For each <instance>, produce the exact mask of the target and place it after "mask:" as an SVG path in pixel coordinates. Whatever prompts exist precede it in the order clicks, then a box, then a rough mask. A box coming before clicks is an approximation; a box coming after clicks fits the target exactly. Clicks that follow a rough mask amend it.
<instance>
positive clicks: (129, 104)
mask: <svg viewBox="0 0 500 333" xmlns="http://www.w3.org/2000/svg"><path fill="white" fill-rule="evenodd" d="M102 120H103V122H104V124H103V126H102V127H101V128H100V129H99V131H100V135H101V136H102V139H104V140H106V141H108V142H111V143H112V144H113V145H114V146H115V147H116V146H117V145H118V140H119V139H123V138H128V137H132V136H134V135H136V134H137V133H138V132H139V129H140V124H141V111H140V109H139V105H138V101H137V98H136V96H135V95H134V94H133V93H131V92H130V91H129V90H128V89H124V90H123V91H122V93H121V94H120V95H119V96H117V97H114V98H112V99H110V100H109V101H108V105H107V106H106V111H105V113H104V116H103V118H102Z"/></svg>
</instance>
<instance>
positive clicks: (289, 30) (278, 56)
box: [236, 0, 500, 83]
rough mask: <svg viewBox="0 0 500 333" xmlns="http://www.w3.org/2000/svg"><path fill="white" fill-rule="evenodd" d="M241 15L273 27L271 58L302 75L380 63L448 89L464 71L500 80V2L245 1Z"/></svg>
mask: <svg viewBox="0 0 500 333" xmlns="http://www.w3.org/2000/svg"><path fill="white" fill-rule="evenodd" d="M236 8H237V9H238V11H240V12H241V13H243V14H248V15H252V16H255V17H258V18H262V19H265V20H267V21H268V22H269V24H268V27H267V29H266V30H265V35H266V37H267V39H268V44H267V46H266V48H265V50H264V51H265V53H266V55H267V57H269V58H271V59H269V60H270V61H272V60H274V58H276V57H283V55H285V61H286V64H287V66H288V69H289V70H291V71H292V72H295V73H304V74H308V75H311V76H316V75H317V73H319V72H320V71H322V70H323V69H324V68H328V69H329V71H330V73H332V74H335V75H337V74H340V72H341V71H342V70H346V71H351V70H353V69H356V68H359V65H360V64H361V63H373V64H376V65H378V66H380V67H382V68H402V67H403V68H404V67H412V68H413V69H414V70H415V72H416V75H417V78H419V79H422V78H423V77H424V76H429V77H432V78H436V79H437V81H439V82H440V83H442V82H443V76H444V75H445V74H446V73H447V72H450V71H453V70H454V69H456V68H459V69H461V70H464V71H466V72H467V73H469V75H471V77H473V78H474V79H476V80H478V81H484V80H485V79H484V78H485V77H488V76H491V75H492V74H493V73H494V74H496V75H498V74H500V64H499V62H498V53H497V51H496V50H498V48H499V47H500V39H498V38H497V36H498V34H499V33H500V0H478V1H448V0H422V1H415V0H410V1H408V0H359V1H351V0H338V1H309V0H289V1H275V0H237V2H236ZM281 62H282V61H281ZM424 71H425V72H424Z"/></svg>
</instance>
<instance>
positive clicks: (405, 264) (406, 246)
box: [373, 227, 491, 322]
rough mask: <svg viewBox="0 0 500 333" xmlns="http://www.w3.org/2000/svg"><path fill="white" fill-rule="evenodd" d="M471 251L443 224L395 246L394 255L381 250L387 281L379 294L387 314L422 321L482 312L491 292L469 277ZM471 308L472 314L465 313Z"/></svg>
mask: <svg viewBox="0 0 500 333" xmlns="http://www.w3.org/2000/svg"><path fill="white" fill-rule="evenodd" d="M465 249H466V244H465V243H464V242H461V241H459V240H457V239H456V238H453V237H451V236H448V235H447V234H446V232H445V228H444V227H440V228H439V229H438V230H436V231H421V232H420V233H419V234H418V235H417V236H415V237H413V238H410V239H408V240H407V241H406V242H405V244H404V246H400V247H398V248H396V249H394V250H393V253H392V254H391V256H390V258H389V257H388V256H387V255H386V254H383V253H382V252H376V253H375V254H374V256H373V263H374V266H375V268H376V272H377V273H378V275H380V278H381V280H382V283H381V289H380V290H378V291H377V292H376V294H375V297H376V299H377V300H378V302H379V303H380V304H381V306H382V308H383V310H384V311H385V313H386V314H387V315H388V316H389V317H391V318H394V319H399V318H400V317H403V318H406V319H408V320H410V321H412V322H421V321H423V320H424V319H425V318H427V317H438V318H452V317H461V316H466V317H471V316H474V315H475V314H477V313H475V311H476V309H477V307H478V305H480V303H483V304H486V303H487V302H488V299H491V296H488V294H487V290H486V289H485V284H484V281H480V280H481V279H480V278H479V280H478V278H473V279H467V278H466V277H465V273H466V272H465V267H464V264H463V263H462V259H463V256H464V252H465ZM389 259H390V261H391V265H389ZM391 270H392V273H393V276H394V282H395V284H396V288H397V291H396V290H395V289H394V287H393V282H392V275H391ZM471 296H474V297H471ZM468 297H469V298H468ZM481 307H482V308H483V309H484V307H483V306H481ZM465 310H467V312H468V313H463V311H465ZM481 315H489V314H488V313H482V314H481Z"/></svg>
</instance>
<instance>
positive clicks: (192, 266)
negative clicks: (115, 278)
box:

+++

Copy the records out again word for word.

For each <instance>, produce the exact mask of the target and place it after "mask:" as an SVG path in pixel coordinates. Whatever prompts exist precede it in the order clicks, then a box, then a rough mask. A box coming before clicks is an approximation; a box coming after clicks fits the target exactly. Clicks that follow a rough mask amend it.
<instance>
positive clicks: (129, 104)
mask: <svg viewBox="0 0 500 333" xmlns="http://www.w3.org/2000/svg"><path fill="white" fill-rule="evenodd" d="M102 120H103V122H104V124H103V126H102V127H101V128H100V129H99V131H100V135H101V136H102V139H104V140H106V141H108V142H111V143H112V144H113V145H114V146H115V147H116V146H117V145H118V140H119V139H123V138H128V137H132V136H134V135H136V134H137V133H138V132H139V129H140V124H141V111H140V109H139V105H138V101H137V98H136V96H135V95H134V94H133V93H131V92H130V91H129V90H128V89H124V90H123V91H122V93H121V94H120V95H119V96H117V97H114V98H112V99H110V100H109V101H108V105H107V106H106V111H105V113H104V116H103V118H102Z"/></svg>
</instance>
<instance>
positive clicks: (289, 30) (278, 56)
box: [236, 0, 500, 83]
rough mask: <svg viewBox="0 0 500 333" xmlns="http://www.w3.org/2000/svg"><path fill="white" fill-rule="evenodd" d="M241 15L273 27L271 58L302 75L380 63L448 89L464 71L500 80V2L245 1Z"/></svg>
mask: <svg viewBox="0 0 500 333" xmlns="http://www.w3.org/2000/svg"><path fill="white" fill-rule="evenodd" d="M236 8H237V9H238V11H240V12H241V13H243V14H248V15H252V16H255V17H258V18H262V19H265V20H267V21H268V22H269V24H268V27H267V29H266V30H265V35H266V37H267V39H268V44H267V46H266V48H265V50H264V51H265V53H266V55H267V57H269V58H271V59H269V60H270V61H272V60H274V58H276V57H283V55H285V61H286V64H287V66H288V69H289V70H291V71H292V72H295V73H304V74H308V75H311V76H316V75H317V73H319V72H320V71H322V70H323V69H324V68H328V69H329V71H330V73H332V74H335V75H337V74H340V72H341V71H342V70H346V71H351V70H353V69H356V68H359V65H360V64H361V63H373V64H376V65H378V66H380V67H382V68H402V67H403V68H404V67H412V68H413V69H414V70H415V72H416V75H417V78H419V79H422V78H423V77H424V76H429V77H432V78H436V79H437V81H439V82H440V83H442V82H443V76H444V75H445V74H446V73H447V72H450V71H453V70H454V69H456V68H459V69H461V70H464V71H466V72H467V73H469V75H471V77H473V78H474V79H476V80H478V81H484V80H485V79H484V78H485V77H488V76H491V75H492V74H493V73H494V74H496V75H498V74H500V64H499V62H498V53H497V51H496V50H498V48H499V47H500V39H498V38H497V36H498V34H499V33H500V0H478V1H448V0H422V1H415V0H410V1H408V0H359V1H351V0H338V1H309V0H289V1H275V0H237V2H236ZM281 62H282V61H281ZM424 71H425V72H424Z"/></svg>
</instance>
<instance>
positive clicks: (405, 264) (406, 246)
box: [373, 227, 491, 322]
rough mask: <svg viewBox="0 0 500 333" xmlns="http://www.w3.org/2000/svg"><path fill="white" fill-rule="evenodd" d="M471 251L443 224L395 246L394 255L381 250L387 281L379 294L387 314L422 321L482 312L491 292L469 277ZM471 308L472 314L465 313Z"/></svg>
mask: <svg viewBox="0 0 500 333" xmlns="http://www.w3.org/2000/svg"><path fill="white" fill-rule="evenodd" d="M465 249H466V244H465V243H464V242H461V241H459V240H457V239H456V238H453V237H451V236H448V235H447V234H446V232H445V228H444V227H440V228H439V229H438V230H436V231H421V232H420V233H419V234H418V235H417V236H415V237H413V238H410V239H408V240H407V241H406V242H405V244H404V246H400V247H398V248H396V249H394V250H393V253H392V254H391V256H390V258H389V257H388V256H387V255H386V254H383V253H382V252H376V253H375V254H374V256H373V263H374V266H375V268H376V272H377V273H378V275H380V278H381V280H382V283H381V289H380V290H378V291H377V292H376V294H375V297H376V299H377V300H378V302H379V303H380V304H381V306H382V308H383V310H384V311H385V313H386V314H387V315H388V316H389V317H391V318H394V319H399V318H400V317H403V318H406V319H408V320H410V321H412V322H421V321H423V320H424V319H425V318H427V317H438V318H452V317H461V316H466V317H471V316H474V315H475V314H477V313H475V311H476V309H477V307H478V305H480V303H483V304H486V303H487V302H488V299H491V296H488V294H487V290H486V289H485V284H484V281H480V280H481V279H480V278H479V280H478V278H473V279H467V278H466V277H465V273H466V272H465V267H464V264H463V263H462V259H463V256H464V252H465ZM389 259H390V261H391V265H389ZM391 270H392V273H393V276H394V282H395V284H396V288H397V291H396V290H395V289H394V287H393V282H392V275H391ZM471 296H474V297H471ZM468 297H469V298H468ZM481 307H482V308H483V309H484V307H483V306H481ZM465 310H467V312H468V313H463V311H465ZM481 315H489V314H488V313H482V314H481Z"/></svg>
</instance>
<instance>
positive clicks: (192, 266)
negative clicks: (115, 278)
box:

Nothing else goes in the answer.